## Data listing
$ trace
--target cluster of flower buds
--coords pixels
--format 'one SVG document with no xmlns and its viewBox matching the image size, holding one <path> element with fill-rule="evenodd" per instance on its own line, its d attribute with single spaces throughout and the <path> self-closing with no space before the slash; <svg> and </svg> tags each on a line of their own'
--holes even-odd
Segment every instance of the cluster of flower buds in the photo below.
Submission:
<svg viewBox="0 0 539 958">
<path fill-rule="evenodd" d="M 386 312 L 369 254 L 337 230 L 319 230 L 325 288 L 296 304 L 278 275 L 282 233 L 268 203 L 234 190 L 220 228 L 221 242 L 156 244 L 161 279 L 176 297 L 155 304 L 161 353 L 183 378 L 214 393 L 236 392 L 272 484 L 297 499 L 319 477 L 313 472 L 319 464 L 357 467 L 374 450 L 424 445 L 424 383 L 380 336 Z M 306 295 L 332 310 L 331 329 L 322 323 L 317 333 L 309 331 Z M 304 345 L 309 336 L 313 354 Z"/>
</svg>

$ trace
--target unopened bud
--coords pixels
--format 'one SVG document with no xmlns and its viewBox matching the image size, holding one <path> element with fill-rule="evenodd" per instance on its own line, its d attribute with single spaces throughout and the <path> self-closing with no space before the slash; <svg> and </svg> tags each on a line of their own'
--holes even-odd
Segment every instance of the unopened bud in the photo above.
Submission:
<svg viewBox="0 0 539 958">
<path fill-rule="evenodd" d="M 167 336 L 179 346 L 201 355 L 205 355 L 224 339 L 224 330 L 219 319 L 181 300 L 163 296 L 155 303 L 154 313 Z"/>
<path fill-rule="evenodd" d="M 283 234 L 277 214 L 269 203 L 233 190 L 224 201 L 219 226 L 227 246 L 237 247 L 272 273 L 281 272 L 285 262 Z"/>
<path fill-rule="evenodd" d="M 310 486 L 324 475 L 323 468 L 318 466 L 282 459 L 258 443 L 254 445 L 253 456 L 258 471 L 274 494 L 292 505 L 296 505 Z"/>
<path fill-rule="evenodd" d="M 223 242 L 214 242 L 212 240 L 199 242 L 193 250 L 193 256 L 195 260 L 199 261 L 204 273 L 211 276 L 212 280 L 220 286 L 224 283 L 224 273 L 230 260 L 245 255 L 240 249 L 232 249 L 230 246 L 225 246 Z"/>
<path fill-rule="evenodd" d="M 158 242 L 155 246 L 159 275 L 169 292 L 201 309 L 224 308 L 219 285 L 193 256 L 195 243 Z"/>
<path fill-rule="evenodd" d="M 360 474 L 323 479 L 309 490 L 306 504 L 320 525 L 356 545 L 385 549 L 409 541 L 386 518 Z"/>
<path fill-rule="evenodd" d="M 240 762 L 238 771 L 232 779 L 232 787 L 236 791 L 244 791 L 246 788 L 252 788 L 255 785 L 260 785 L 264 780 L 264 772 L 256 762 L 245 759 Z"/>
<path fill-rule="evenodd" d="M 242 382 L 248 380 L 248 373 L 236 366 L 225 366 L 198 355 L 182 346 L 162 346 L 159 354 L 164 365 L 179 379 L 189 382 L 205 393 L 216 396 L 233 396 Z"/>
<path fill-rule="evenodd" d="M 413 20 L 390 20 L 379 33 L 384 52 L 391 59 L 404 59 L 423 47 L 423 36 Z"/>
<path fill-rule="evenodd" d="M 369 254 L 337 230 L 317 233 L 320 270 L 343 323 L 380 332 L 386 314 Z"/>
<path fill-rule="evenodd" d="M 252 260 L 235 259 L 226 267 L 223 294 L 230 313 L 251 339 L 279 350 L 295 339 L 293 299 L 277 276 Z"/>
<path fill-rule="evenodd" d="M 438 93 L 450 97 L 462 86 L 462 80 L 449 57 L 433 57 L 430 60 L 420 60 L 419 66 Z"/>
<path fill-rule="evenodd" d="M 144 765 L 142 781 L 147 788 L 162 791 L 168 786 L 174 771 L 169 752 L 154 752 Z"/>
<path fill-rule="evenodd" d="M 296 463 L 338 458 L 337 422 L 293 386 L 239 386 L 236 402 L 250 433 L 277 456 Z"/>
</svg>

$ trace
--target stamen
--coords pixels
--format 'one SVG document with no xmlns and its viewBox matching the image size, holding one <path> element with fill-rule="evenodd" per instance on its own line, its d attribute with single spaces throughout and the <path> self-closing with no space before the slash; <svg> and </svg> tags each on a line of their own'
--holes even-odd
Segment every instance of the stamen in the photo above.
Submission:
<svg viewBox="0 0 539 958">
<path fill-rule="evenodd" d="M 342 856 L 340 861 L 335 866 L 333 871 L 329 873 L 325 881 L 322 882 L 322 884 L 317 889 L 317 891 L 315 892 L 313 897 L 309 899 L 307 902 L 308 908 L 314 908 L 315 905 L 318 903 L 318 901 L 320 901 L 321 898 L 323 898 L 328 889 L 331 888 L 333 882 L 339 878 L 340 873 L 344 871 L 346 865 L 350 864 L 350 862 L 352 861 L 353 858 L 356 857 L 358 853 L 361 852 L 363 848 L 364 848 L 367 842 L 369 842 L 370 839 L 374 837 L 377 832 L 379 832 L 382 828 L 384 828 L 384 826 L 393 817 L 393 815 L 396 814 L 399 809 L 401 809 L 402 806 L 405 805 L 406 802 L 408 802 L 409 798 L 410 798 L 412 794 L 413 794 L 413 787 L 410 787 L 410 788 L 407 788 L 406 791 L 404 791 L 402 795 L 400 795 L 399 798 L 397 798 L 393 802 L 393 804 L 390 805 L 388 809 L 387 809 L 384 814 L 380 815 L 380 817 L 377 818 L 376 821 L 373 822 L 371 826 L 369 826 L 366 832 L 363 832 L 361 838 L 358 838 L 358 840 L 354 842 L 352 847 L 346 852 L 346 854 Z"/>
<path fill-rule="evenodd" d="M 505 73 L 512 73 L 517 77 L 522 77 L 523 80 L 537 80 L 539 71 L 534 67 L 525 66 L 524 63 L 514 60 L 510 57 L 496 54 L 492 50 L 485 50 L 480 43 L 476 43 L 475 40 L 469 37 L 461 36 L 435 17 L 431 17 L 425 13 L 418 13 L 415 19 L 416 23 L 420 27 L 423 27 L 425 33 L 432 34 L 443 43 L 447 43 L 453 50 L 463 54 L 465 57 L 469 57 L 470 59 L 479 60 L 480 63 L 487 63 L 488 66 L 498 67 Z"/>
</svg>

## Problem description
Collect every line of the records above that contains the word "flower", and copy each one out in full.

## Solution
--target cluster of flower buds
Segment every instance of the cluster of flower buds in the photo below.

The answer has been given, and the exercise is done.